The European Parliament adopted on Tuesday (6 July) the final version of the ePrivacy derogation, a temporary measure enabling providers of electronic communication services to scan and report private online messages containing material depicting child sex abuse. The provisions also allow companies to apply approved technologies to detect grooming techniques.
“This interim regulation ends uncertainty for companies. It does not end danger to children. This is only a temporary solution to fix an acute emergency. We need a permanent answer to counter a persistent threat against children,” said Ylva Johansson, Commissioner for Home Affairs, presenting the legislation in the European Parliament on Monday (5 July).
According to the European Commission, almost 4 million images and videos containing child abuse were reported last year. In the same time period, 1,500 reports were filed for grooming, a technique used by sexual predators to befriend minors. According to Europol, the situation has further worsened during the COVID-19 pandemic.
Privacy vs. child protection
The new regulation provides a legal framework for tech companies to monitor interpersonal communications on a voluntary basis with the purpose of detecting and reporting material depicting sexual abuse of minors or attempts to groom children.
Thorn, a US-based NGO, welcomed the new EU legislation, pointing to a 15,000% increase in reported files in the past 15 years. “We’re facing a growing, global crisis of online child sexual abuse, and we simply cannot afford to move backwards in this fight,” said Thorn VP Sarah Gardner.
The regulation has however been criticised as too intrusive and enabling the indiscriminate monitoring of private communications. The European Data Protection Supervisor (EDPS), the EU privacy watchdog, questioned the measure’s compatibility with the fundamental right to privacy in a non-binding opinion last year. Similar concerns were expressed in a report from the Council of Europe.

:: PROVIDED DATA ::
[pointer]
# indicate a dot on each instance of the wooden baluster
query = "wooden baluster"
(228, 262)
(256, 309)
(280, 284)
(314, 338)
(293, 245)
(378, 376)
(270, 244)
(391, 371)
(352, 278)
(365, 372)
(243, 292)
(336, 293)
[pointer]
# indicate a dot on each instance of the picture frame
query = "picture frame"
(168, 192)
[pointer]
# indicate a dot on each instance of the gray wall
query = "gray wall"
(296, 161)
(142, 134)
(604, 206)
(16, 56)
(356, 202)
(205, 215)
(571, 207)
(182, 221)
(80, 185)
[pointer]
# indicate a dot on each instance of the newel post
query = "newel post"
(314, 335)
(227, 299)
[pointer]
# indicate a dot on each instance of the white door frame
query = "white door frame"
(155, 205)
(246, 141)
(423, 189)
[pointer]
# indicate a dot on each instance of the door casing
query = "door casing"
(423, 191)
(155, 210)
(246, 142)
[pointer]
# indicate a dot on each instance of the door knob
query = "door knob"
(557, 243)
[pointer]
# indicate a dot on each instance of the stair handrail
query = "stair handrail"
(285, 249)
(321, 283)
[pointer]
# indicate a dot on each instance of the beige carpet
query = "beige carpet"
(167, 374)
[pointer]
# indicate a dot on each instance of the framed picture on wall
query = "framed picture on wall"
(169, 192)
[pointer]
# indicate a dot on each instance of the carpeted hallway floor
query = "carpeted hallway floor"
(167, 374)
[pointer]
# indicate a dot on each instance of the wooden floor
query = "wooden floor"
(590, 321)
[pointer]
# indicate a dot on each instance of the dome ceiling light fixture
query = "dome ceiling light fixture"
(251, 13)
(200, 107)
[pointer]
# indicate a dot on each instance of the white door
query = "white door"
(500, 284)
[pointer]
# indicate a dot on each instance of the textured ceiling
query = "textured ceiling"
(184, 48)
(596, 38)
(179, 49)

:: EXERCISE INSTRUCTIONS ::
Carry on the article about the EU's temporary ePrivacy derogation on child sexual abuse material, beginning after its last sentence.

:: EXERCISE RESPONSE ::
The scanning of private conversations will be conducted through automated content recognition tools, powered by artificial intelligence, but under human oversight. Service providers will also be able to use anti-grooming technologies, following consultation with data protection authorities.
Diego Naranjo, head of policy at European Digital Rights (EDRi), told EURACTIV the proposal was “rushed”, and failed to strike a balance between the right to privacy and the need to protect children online because “the discussion was instead shifted from rational to emotional arguments.”
In negotiating the final text, the European Parliament raised several privacy concerns. For Birgit Sippel, the MEP leading the negotiations, the main improvements included more clearly informing the user about the possible scanning of communications, along with clear data retention periods and limitations on the technology’s deployment.
However, MEP Patrick Breyer criticised the final compromise, saying that the automated tools report non-relevant content in 86% of cases, disclosing alleged suspicious communications to private organisations and police authorities without the user being notified.
Privacy concerns relate to the risk of exposing legitimate private communication among adults, such as nude pictures or sexting, potentially opening the door to abuse.
For Leanda Barrington-Leach, head of EU affairs at 5Rights, the new law provides “a proportionate response to the very real, ongoing and heinous crime of child sexual abuse with due consideration to the potential abuses of privacy rights and the prioritisation of the best interests of the child, as required by the EU Charter.”
Alexander Hanff, a former victim of child abuse, disagrees. He openly criticised the provision, arguing it will deprive victims of channels for confidential counselling. “It will not prevent children from being abused, it will simply drive the abuse further underground, make it more and more difficult to discover it. It will ultimately lead to more children being abused,” Hanff said.
Long term plans
As of the beginning of 2021, the definition of electronic communications under EU law has changed to also include messaging services. As a result, private messages no longer fall within the scope of GDPR, the EU privacy framework, but instead fall under the ePrivacy directive of 2002.
While GDPR includes measures to detect child sexual abuse, that is not the case with the ePrivacy directive. The change of legal regime made many online providers stop voluntary reporting, which fell 53% since the beginning of the year.
In 2017 the European Commission put forth a proposal to revise the ePrivacy directive, but negotiations have stalled for years, meaning temporary measures had to be put in place instead. The temporary solution will be in place until 31 December, 2025 but will be repealed at any time the revised ePrivacy directive enters into force.
The Commission anticipated a proposal for comprehensive legislation to fight child sexual abuse online and offline before the end of the year.